Begin

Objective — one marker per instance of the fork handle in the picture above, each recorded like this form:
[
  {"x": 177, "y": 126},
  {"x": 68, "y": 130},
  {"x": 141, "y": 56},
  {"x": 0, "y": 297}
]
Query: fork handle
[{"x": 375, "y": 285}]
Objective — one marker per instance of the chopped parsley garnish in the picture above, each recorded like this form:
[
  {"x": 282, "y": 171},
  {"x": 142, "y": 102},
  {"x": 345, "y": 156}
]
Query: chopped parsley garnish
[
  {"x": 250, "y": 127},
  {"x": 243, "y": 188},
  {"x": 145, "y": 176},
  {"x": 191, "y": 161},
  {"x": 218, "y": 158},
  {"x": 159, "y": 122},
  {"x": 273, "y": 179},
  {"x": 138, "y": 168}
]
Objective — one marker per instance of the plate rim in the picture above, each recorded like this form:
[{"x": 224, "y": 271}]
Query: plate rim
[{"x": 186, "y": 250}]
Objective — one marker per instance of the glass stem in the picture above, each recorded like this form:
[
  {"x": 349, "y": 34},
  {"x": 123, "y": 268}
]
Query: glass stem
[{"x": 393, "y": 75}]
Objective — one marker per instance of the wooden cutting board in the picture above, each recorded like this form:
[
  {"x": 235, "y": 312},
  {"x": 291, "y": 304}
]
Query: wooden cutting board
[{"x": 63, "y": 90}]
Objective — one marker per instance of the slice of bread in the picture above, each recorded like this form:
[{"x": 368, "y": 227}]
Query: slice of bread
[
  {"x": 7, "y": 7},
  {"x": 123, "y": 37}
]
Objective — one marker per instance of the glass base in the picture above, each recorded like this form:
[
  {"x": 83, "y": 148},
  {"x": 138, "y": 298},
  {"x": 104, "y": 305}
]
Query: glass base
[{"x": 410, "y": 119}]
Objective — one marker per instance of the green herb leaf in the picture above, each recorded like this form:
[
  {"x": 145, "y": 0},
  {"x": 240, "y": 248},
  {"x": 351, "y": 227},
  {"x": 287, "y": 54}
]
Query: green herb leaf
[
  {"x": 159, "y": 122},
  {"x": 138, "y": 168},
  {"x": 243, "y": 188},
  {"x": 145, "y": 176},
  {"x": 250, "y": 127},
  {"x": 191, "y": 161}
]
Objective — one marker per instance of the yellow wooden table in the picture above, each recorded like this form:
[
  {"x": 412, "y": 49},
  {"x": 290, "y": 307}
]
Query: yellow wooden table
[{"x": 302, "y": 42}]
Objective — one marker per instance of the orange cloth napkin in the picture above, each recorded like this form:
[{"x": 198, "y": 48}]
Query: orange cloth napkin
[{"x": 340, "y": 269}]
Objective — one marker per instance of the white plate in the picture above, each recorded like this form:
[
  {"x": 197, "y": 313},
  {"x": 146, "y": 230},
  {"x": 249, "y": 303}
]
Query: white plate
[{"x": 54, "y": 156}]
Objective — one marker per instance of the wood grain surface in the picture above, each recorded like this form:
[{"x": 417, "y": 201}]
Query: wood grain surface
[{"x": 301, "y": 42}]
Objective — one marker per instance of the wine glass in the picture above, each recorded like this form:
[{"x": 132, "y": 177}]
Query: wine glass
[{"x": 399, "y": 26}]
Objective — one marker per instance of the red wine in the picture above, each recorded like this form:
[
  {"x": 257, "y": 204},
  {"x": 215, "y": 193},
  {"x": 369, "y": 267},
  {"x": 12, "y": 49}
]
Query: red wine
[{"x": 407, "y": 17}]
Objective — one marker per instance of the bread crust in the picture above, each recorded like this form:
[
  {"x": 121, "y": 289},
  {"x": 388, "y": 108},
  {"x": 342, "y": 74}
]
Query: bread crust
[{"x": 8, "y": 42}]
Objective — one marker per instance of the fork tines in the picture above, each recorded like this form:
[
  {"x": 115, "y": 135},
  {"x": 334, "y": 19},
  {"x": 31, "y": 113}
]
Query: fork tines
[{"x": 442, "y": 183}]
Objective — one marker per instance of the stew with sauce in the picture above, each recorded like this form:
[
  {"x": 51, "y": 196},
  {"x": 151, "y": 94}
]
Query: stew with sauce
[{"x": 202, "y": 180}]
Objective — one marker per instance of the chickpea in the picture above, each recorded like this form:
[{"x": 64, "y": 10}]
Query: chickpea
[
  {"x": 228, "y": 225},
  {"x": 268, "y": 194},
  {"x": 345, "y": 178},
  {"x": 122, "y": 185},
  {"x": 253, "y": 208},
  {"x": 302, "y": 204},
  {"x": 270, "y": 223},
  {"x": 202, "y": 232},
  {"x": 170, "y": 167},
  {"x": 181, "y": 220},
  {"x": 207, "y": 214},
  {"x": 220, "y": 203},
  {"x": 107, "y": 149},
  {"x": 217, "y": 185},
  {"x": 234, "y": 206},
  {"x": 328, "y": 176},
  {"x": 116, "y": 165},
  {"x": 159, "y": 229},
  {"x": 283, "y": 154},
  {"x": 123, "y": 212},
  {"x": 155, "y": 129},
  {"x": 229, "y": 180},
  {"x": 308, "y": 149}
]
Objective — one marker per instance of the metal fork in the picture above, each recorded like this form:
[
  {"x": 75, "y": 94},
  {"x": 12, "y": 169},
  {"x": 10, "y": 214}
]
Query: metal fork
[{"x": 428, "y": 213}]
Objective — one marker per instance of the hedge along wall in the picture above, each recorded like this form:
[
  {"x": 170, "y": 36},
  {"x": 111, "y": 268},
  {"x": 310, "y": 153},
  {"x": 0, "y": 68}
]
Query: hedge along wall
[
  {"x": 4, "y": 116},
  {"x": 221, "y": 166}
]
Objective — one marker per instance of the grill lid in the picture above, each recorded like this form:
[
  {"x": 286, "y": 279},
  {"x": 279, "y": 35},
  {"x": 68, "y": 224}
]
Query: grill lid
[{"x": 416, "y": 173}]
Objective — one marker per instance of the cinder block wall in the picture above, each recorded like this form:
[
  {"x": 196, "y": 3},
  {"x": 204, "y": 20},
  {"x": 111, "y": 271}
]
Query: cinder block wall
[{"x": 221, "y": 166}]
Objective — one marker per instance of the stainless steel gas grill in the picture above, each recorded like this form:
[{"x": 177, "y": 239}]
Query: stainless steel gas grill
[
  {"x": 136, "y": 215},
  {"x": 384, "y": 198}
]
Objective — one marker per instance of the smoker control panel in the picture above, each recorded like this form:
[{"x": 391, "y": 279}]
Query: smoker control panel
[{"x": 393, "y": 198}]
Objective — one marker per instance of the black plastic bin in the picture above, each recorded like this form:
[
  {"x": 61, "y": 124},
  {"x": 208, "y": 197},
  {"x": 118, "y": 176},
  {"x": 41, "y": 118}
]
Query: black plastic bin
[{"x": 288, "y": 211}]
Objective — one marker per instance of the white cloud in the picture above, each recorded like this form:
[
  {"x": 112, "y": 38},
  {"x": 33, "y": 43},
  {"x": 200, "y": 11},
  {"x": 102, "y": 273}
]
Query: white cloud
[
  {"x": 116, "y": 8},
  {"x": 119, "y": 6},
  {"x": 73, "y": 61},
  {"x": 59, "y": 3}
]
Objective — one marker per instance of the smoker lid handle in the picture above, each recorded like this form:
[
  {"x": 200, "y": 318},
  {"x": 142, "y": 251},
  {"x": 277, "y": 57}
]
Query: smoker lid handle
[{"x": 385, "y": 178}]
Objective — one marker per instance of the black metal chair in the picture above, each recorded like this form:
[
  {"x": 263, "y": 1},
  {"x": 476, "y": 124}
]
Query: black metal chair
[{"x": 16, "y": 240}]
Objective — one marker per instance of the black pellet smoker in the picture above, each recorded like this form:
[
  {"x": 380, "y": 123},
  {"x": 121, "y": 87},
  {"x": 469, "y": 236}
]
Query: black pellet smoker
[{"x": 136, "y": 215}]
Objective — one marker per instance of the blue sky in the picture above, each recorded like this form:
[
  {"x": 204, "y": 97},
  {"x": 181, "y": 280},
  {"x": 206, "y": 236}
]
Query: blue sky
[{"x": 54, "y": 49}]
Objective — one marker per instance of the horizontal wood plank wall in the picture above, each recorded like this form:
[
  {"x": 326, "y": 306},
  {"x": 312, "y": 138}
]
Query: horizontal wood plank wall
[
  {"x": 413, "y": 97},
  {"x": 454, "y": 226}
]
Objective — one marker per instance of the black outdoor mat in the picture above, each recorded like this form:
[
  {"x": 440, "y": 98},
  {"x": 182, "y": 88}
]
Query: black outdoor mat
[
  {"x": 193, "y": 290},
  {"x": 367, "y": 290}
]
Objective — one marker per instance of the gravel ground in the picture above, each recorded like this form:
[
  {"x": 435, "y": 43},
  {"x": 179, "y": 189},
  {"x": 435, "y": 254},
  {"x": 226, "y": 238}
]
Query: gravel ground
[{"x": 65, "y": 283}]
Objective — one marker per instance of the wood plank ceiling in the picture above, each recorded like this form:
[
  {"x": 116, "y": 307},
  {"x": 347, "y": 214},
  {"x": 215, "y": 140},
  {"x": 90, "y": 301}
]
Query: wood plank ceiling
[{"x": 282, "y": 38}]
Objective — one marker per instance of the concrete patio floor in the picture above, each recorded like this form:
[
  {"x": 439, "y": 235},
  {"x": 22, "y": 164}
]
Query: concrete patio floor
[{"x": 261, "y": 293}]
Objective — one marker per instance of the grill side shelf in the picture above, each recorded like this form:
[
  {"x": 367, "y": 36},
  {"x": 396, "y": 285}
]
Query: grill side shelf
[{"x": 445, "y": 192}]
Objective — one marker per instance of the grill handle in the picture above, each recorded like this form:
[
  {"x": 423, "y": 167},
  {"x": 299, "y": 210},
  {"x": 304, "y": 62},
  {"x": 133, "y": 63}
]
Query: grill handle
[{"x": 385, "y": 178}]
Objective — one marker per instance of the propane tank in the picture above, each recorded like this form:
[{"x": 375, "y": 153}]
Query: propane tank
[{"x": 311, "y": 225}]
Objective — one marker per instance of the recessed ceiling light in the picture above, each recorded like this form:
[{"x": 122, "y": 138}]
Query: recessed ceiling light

End

**AIM**
Quote, word for word, every line starting at the one that contains "Objective — one marker per instance of the gravel" and ending with the final line of the entries.

**WRITTEN RESPONSE**
Objective — one marker per instance of the gravel ground in the picture above, each recorded like this form:
[
  {"x": 435, "y": 43},
  {"x": 179, "y": 189},
  {"x": 435, "y": 254},
  {"x": 226, "y": 238}
]
Query: gravel ground
[{"x": 65, "y": 283}]
Objective — one marker per instance of the wood plank ceiling in the picture above, each recorded like this form:
[
  {"x": 116, "y": 307},
  {"x": 347, "y": 214},
  {"x": 215, "y": 140},
  {"x": 90, "y": 301}
]
Query: wood plank ceiling
[{"x": 282, "y": 38}]
Objective — one marker per instance of the concrete patio floor in the picture above, each recorded like this form:
[
  {"x": 439, "y": 235},
  {"x": 22, "y": 164}
]
Query: concrete patio floor
[{"x": 261, "y": 293}]
Objective — one marker per instance of the grill side shelf in the picture above, each recorded like this form:
[
  {"x": 367, "y": 36},
  {"x": 396, "y": 285}
]
Query: grill side shelf
[{"x": 445, "y": 192}]
Objective — one marker per instance of the grill handle in the picture above, each recorded like this form:
[
  {"x": 423, "y": 167},
  {"x": 299, "y": 210},
  {"x": 304, "y": 62},
  {"x": 133, "y": 63}
]
Query: grill handle
[{"x": 385, "y": 178}]
Objective — one marker per instance of the propane tank in the picture above, each recorded like this form:
[{"x": 375, "y": 153}]
Query: propane tank
[{"x": 311, "y": 225}]
Objective — one marker per instance of the recessed ceiling light in the picture above, each recorded like this form:
[{"x": 122, "y": 138}]
Query: recessed ceiling light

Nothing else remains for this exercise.